## Written exercise 1
List every committee or caucus that the stop-and-frisk text names as organizing or taking part in the Assembly hearing.
## Written exercise 2
In one to three sentences, explain what the stop-and-frisk text says was the basis for the NYPD's choice of where to concentrate its stops, according to the lawsuit.
## Written exercise 3
Write the next part of the stop-and-frisk text, picking up right after its final sentence.

[Start Text extract]

Read the city’s brief and the plaintiffs’ brief.

The lawsuit alleged that the NYPD purposefully engaged in a widespread practice of concentrating its stop-and-frisk activity in black and Hispanic neighborhoods based on their racial composition rather than legitimate non-racial factors. The lawsuit said officers are pressured to meet quotas for stops, and they are punished if they do not.

Assembly Committees to Hold Hearings

Several Assembly committees will hold a hearing tomorrow in Manhattan on the New York Police Department’s stop-and-frisk policies. The hearing will be held from 10:30-1:30 p.m. in the Assembly’s hearing room, Room 1923, at 250 Broadway.

The committees organizing the hearing are Codes and Correction. Also participating is the New York State Black, Puerto Rican, Hispanic and Asian Legislative Caucus.

To testify, contact Dee Levy, senior analyst to the Assembly Committee on Codes, at levyd@assembly.state.ny.us or 518-455-4313.

[End Text extract]
[Start Recorded information]

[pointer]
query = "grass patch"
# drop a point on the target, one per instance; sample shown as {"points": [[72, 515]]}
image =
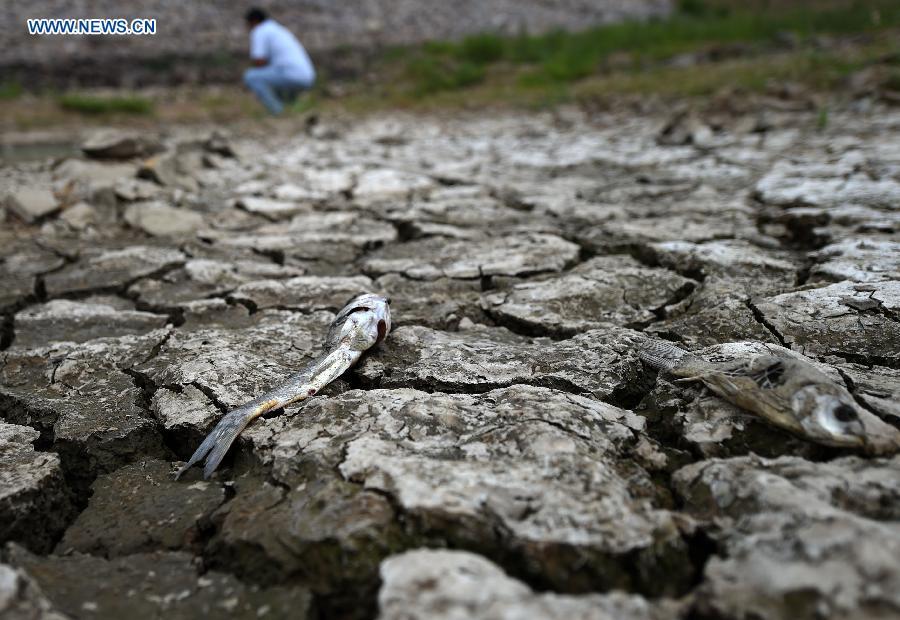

[End Recorded information]

## Response 1
- Codes
- Correction
- New York State Black, Puerto Rican, Hispanic and Asian Legislative Caucus

## Response 2
The lawsuit alleged that the NYPD concentrated its stop-and-frisk activity in black and Hispanic neighborhoods because of their racial composition. It said the choice did not rest on legitimate non-racial factors.

## Response 3
The Law Department had been fighting an uphill battle to block class certification, which has seemed virtually certain since Scheindlin rejected the city’s motion for summary judgment in September (NYLJ, Sept. 1, 2011).

In her 57-page opinion, Scheindlin wrote that “Defendants’ cavalier attitude towards the prospect of a ‘widespread practice of suspicionless stops’ displays a deeply troubling apathy towards New Yorkers’ most fundamental constitutional rights.”

And, she said, “if the NYPD is engaging in a widespread practice of unlawful stops, then an injunction seeking to curb that practice is not a ‘judicial intrusion into a social institution’ but a vindication of the Constitution and an exercise of the court’s most important function: protecting individual rights in the face of the government’s malfeasance.”

A Law Department spokeswoman said yesterday,  “We respectfully disagree with the decision and are reviewing our legal options.”

Lawyers for the named plaintiffs in the case expect Scheindlin’s certification decision to be appealed to the U.S. Court of Appeals for the Second Circuit.

The plaintiffs are represented by Darius Charney and Sunita Patel of the Center for Constitutional Rights; Jonathan Moore and Jennifer Borchetta of Beldock Levine & Hoffman; and Eric Hellerman, Philip Irwin and Gretchen Hoff-Varner of Covington & Burling.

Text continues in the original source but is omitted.